= Things to do =
[A] Summarize the article on diabetic nerve damage in two sentences.
[B] Reproduce the passage of the article on diabetic nerve damage starting with "Currently little is" and going on through "causes this damage.".

··· Text excerpt

Flinders Medical Centre Foundation
Flinders Medical Centre Foundation


Nerve Damage In Diabetes
First Published: Investigator - July 2006

Understanding diabetic associated nerve damage in the anorectal region is a key focus for Dr Penny Lynn, Senior Research Officer within the Department of Human Physiology at Flinders.

Diabetes forms when blood sugar levels are not controlled either through a decreased production of insulin within the body or the body’s inability to respond to the insulin that is produced. Keeping the blood sugar levels within a normal limit is the best way to reduce or prevent the complications associated with diabetes such as cardiovascular diseases, chronic renal failure, retinal and nervous system damage.

For many with diabetes, the nerve damage can lead to embarrassing complications such as faecal incontinence. This is due to the nerves in the anorectal area being no longer able to properly control the defecation process.

Up to 20% of diabetics experience some sort of defecation related complication such as faecal incontinence over the course of their disease. Understanding which nerves are damaged and in what order they are damaged will lead to a better awareness of the mechanisms causing this symptom and could lead to a better way of controlling or preventing this distressing problem.

“This symptom, while not the most serious, is indicative of an awful lot of nerve damage,” says Dr Lynn. “Many people don’t report this problem as they are too embarrassed, however it is quite common and with more awareness in the processes that lead to this issue we may be able to create a solution.”

Currently little is known about the groups of nerves within this area. A large portion of Dr Lynn’s project will be to identify which types of nerves sense activity in the anorectal area. Once these have been identified it will be easier to trace how diabetes causes this damage.

If the groups of nerves which are predisposed to this type of damage are successfully identified the Flinders team will be one step closer to creating a drug which can protect them.

······
··· Material provided

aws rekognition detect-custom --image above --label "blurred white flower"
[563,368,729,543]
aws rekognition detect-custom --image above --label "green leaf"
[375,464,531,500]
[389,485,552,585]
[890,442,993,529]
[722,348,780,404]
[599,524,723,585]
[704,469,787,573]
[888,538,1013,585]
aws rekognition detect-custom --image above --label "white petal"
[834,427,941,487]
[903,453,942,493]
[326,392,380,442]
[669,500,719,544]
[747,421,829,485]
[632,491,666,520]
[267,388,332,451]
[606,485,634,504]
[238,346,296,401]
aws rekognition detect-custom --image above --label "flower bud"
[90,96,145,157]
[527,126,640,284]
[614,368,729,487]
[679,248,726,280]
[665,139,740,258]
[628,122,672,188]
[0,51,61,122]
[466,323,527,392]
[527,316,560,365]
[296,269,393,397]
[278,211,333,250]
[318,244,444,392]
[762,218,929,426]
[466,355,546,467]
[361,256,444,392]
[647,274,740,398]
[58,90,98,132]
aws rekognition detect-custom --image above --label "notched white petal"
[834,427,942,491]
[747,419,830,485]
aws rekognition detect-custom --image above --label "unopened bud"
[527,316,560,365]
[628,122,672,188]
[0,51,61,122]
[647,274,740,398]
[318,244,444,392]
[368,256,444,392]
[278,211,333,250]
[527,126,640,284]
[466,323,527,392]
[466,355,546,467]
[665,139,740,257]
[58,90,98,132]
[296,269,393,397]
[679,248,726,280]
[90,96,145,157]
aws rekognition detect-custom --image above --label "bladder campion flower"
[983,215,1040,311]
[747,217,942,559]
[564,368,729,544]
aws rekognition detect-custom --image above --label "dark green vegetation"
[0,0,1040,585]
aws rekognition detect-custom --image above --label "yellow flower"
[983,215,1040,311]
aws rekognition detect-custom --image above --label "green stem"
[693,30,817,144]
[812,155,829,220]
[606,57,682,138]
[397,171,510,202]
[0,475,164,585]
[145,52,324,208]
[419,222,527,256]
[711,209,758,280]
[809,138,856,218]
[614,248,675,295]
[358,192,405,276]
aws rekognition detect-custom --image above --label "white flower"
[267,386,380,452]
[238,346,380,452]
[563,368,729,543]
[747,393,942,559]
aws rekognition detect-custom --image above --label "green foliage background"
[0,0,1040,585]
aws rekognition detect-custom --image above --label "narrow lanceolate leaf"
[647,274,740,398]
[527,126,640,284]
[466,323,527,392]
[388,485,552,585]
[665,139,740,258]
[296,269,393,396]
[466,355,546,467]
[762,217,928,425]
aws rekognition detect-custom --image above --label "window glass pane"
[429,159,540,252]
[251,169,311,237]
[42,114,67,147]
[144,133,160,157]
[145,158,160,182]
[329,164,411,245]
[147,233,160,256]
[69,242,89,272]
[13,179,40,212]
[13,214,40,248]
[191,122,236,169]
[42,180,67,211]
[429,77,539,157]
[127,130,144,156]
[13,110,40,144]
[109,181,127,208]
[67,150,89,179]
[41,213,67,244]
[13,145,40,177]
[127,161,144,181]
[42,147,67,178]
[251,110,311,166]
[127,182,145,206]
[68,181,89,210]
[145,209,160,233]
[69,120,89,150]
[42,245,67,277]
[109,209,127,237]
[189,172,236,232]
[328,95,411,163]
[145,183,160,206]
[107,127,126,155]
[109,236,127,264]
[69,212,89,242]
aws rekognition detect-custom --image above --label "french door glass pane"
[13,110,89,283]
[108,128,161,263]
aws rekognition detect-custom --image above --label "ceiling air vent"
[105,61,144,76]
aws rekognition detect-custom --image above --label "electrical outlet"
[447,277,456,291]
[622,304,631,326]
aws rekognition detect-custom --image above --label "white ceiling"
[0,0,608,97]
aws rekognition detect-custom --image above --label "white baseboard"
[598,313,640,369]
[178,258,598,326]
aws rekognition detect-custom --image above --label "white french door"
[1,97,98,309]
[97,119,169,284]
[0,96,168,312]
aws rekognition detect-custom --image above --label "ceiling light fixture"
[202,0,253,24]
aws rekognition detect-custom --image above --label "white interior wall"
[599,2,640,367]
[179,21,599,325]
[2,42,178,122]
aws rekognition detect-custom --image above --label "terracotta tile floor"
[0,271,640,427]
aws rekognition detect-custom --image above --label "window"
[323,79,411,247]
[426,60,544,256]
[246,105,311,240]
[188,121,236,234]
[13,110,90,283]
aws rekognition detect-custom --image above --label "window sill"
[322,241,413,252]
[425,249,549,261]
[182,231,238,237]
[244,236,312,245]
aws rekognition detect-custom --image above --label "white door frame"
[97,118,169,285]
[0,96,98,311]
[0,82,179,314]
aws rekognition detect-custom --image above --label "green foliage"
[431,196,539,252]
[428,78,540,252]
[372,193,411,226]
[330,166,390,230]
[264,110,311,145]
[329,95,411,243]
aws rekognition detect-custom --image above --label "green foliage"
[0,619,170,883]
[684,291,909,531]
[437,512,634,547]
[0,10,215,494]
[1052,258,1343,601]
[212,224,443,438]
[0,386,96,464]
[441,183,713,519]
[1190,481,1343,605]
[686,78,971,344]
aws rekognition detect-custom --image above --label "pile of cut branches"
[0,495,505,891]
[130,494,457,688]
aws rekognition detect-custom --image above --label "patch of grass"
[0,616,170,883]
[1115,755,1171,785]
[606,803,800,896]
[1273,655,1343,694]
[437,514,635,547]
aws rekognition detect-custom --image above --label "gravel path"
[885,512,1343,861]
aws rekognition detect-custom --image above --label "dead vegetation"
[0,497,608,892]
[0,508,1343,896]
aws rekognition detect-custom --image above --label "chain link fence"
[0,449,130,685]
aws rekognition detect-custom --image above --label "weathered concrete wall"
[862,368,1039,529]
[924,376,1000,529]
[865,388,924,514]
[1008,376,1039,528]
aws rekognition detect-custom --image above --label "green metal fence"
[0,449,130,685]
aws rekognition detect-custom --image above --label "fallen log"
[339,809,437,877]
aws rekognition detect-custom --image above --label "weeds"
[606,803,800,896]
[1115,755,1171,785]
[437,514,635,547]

······

= Outputs for the tasks =
[A] Dr Penny Lynn, a Senior Research Officer in the Department of Human Physiology at Flinders, studies diabetes-related nerve damage in the anorectal region, which can cause fecal incontinence in up to 20% of diabetics. Because little is known about the nerves in this area, her project aims to identify which types sense activity there, which would make it easier to trace how diabetes causes the damage and bring the team closer to a drug that protects those nerves.

[B]
Currently little is known about the groups of nerves within this area. A large portion of Dr Lynn’s project will be to identify which types of nerves sense activity in the anorectal area. Once these have been identified it will be easier to trace how diabetes causes this damage.